Location identification entries:
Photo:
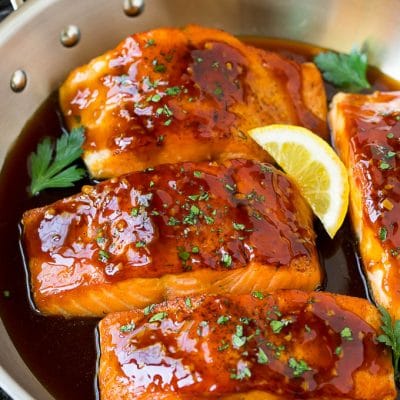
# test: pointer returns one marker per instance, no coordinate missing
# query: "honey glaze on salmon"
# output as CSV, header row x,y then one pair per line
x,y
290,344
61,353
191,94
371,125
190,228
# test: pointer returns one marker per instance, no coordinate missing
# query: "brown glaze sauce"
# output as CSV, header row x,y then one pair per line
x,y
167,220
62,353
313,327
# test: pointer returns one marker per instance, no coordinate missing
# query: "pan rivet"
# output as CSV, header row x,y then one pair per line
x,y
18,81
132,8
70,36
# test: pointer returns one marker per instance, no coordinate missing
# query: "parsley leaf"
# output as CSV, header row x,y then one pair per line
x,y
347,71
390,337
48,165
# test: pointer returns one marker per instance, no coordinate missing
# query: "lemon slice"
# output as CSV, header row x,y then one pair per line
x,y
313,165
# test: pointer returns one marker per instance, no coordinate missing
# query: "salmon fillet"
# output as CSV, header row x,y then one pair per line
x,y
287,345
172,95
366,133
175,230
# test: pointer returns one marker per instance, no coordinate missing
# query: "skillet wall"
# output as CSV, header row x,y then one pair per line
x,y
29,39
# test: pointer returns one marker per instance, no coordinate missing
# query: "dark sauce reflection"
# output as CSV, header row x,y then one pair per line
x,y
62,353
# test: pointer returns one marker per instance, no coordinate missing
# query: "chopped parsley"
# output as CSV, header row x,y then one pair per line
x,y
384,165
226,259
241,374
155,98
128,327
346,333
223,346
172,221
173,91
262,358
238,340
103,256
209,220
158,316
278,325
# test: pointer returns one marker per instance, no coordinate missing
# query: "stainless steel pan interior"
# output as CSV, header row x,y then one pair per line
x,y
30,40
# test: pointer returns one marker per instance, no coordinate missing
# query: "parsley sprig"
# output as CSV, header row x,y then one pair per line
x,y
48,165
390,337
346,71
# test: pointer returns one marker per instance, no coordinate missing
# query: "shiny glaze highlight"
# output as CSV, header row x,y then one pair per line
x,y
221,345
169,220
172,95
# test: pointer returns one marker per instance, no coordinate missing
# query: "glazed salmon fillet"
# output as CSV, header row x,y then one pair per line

* Given request:
Extract all the data above exactly, excluding every picture.

* Written solution:
Photo:
# test: pointer returns one marker per instance, no coordinate missing
# query: "honey glaze on salmon"
# output as CSV, header row x,y then one pair per line
x,y
290,344
61,353
191,94
371,125
190,228
# test: pointer returns one marker per instance, no coordinate missing
# query: "brown glaze sauce"
# output as CSV, header row x,y then one pair per line
x,y
167,220
62,353
313,327
# test: pointer returns one marker per instance, no coordinate missing
# query: "pan rivet"
# output as CSV, header row x,y then one pair per line
x,y
18,81
132,8
70,36
# test: pointer returns one marker per instance, no coordinate missing
# query: "parsley leaf"
# output as CSV, header row x,y then one pair per line
x,y
347,71
390,337
48,165
# test: pointer returns one marker per instance, no coordinate missing
# query: "lemon slice"
# output as CSV, header row x,y then one pair per line
x,y
313,165
# test: pointer returns one marker per instance, no coordinate missing
# query: "salmon fillet"
# output as CSV, header row x,y then one pair per line
x,y
287,345
172,95
366,133
175,230
# test: pointer returns one marker per instance, no coordinate missing
# query: "skillet wall"
# output as CSV, header row x,y then one pair per line
x,y
29,39
# test: pointer returns one marker per instance, no coordinate missing
# query: "dark sauce reflection"
# output as CSV, header row x,y then one pair per line
x,y
62,353
# test: pointer returns one marker per instance, no coordinate missing
# query: "chopped parsley"
# output as CSV, header row x,y then one pair per line
x,y
384,165
226,259
241,374
155,98
128,327
346,333
223,346
172,221
173,91
262,358
238,340
103,256
209,220
158,316
278,325
# test: pointer returns one marker per instance, no coordinate missing
# query: "stainless steel pan interior"
# output as CSV, header row x,y then one pair per line
x,y
30,40
# test: pointer returns one marker per instance, no coordinate missing
# query: "parsley sprig"
# output as CSV, header row x,y then one pair per line
x,y
48,165
390,337
346,71
# test: pointer returns one marker per instance, no coordinate missing
# query: "shiny glaze highlight"
# output as CSV, header row x,y then one pair per line
x,y
221,345
169,220
172,95
# test: pointer returns one marker per instance, no coordinate missing
# query: "glazed salmon fillet"
# output as CSV, header row x,y then one pair per line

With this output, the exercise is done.